Source document:
• • • •

I am trying to understand how the Leveled Compaction Strategy in Cassandra works that guarantees 90% of all reads will be satisfied from a single sstable.
From DataStax Doc:
new sstables are added to the first level, L0, and immediately compacted with the sstables in L1. When L1 fills up, extra sstables are promoted to L2. Subsequent sstables generated in L1 will be compacted with the sstables in L2 with which they overlap.

LeveledCompactionStrategy (LCS) in Cassandra implements the internals of LevelDB. You can check the exact implementation details in LevelDB implementation doc.
In order to give you a simple explanation take into account the following points:
Every SSTable is created when a fixed (relatively small) size limit is reached. By default L0 gets 5MB files of files, and each subsequent level is 10x the size. (in L1 you'll have 50MB of data, L2 500MB, and so on).
SSTables are created with the guarantee that they don't overlap
When a level fills up, a compaction is triggered and stables from level-L are promoted to level-L+1. So, in L1 you'll have 50MB in ~10 files, L2 500MB in ~100 files, etc..

• • • •

Extracted material:
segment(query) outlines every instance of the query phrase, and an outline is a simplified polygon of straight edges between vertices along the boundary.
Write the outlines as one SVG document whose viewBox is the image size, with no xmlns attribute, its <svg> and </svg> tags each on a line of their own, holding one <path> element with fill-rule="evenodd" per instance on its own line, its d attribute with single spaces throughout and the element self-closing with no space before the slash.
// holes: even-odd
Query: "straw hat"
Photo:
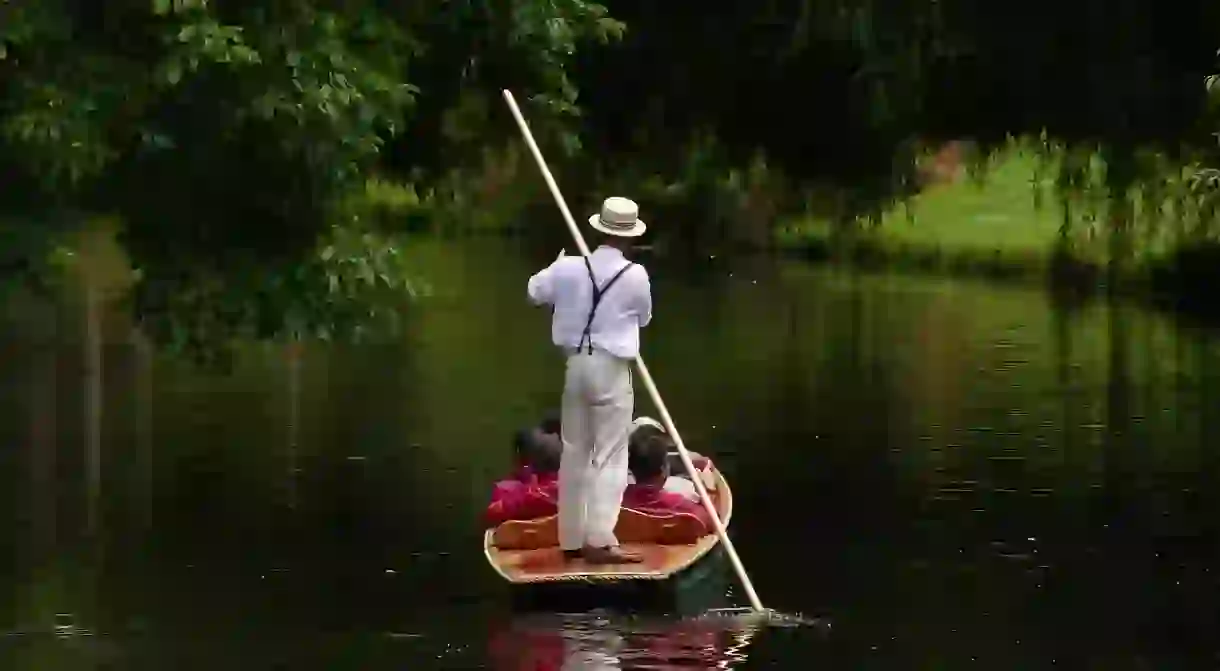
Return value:
<svg viewBox="0 0 1220 671">
<path fill-rule="evenodd" d="M 589 226 L 606 235 L 620 238 L 638 238 L 648 228 L 639 221 L 639 205 L 616 195 L 601 203 L 601 211 L 589 217 Z"/>
</svg>

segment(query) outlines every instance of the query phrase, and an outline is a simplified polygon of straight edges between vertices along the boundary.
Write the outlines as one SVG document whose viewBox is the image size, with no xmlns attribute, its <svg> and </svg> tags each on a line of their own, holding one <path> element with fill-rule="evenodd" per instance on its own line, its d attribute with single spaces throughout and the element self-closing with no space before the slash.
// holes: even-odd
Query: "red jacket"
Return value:
<svg viewBox="0 0 1220 671">
<path fill-rule="evenodd" d="M 711 531 L 711 517 L 699 501 L 692 501 L 682 494 L 666 492 L 658 484 L 631 483 L 622 493 L 622 506 L 630 508 L 647 515 L 667 515 L 671 512 L 687 512 L 694 515 L 703 522 L 708 532 Z"/>
<path fill-rule="evenodd" d="M 509 520 L 537 520 L 559 512 L 559 475 L 543 473 L 525 487 L 501 489 L 497 484 L 483 522 L 495 527 Z"/>
</svg>

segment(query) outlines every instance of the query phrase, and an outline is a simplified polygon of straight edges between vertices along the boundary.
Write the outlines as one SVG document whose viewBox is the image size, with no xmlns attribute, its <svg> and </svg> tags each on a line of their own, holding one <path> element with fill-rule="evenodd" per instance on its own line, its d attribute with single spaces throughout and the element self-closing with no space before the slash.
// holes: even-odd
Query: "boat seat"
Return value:
<svg viewBox="0 0 1220 671">
<path fill-rule="evenodd" d="M 706 536 L 703 522 L 688 512 L 650 515 L 622 509 L 614 533 L 620 543 L 687 545 Z M 509 520 L 495 527 L 492 543 L 501 550 L 534 550 L 559 545 L 559 516 Z"/>
<path fill-rule="evenodd" d="M 495 527 L 492 543 L 501 550 L 536 550 L 559 545 L 559 515 L 509 520 Z"/>
<path fill-rule="evenodd" d="M 689 512 L 649 515 L 625 508 L 619 514 L 614 534 L 620 543 L 688 545 L 706 536 L 706 528 Z"/>
</svg>

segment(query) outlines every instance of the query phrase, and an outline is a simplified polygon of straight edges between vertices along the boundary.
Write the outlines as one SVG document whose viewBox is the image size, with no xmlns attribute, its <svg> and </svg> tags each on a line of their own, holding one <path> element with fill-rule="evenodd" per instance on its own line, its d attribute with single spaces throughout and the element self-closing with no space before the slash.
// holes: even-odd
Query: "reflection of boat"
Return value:
<svg viewBox="0 0 1220 671">
<path fill-rule="evenodd" d="M 732 669 L 756 623 L 605 615 L 514 617 L 488 644 L 493 669 Z"/>
<path fill-rule="evenodd" d="M 725 527 L 733 515 L 733 493 L 725 476 L 711 466 L 699 473 Z M 583 590 L 654 592 L 700 581 L 719 562 L 716 534 L 699 536 L 703 525 L 691 515 L 645 515 L 623 509 L 615 527 L 623 548 L 639 553 L 642 564 L 592 566 L 565 561 L 559 550 L 555 516 L 510 521 L 483 537 L 492 569 L 518 590 L 575 593 Z M 692 539 L 694 539 L 692 542 Z"/>
</svg>

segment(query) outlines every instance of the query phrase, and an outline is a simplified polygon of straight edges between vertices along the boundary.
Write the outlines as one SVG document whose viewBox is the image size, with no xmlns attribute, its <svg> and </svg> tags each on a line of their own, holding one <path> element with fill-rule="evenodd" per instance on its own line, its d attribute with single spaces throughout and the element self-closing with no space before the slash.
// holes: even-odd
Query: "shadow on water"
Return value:
<svg viewBox="0 0 1220 671">
<path fill-rule="evenodd" d="M 477 520 L 512 429 L 558 403 L 522 296 L 553 255 L 414 254 L 436 290 L 401 342 L 249 346 L 224 376 L 88 295 L 5 306 L 0 669 L 1216 660 L 1215 333 L 1024 289 L 658 256 L 649 367 L 733 484 L 765 604 L 833 623 L 734 649 L 747 622 L 691 616 L 706 603 L 511 609 Z M 742 605 L 731 575 L 712 592 Z"/>
</svg>

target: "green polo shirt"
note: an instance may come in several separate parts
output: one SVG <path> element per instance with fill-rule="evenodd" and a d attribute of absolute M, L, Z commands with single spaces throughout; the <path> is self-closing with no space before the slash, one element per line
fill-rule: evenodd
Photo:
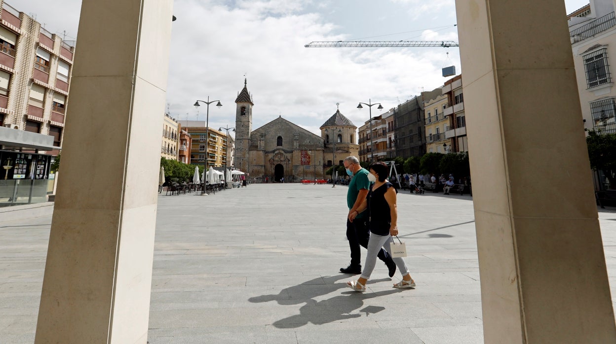
<path fill-rule="evenodd" d="M 349 210 L 353 207 L 355 201 L 357 199 L 359 190 L 362 189 L 370 190 L 370 181 L 368 180 L 368 175 L 370 173 L 368 170 L 362 167 L 362 169 L 353 175 L 353 178 L 351 178 L 351 183 L 349 183 L 349 190 L 347 191 L 347 205 L 349 206 Z M 367 212 L 364 210 L 362 212 L 362 214 L 357 214 L 356 218 L 362 218 L 367 214 Z"/>

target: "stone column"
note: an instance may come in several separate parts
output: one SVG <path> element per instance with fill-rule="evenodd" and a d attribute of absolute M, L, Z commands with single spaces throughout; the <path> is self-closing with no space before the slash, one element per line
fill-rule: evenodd
<path fill-rule="evenodd" d="M 84 0 L 36 343 L 147 338 L 171 0 Z"/>
<path fill-rule="evenodd" d="M 562 0 L 456 0 L 486 343 L 614 343 Z"/>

• • • •

Instruction:
Answer these questions about the Cassandra compaction thread.
(a) According to the DataStax excerpt, what happens to new sstables right after they are added to L0?
(b) Which system's internals does LeveledCompactionStrategy in Cassandra implement?
(c) How much data does L2 hold, and in roughly how many files?

Written response:
(a) They are immediately compacted with the sstables in L1.
(b) LevelDB.
(c) 500MB in about 100 files.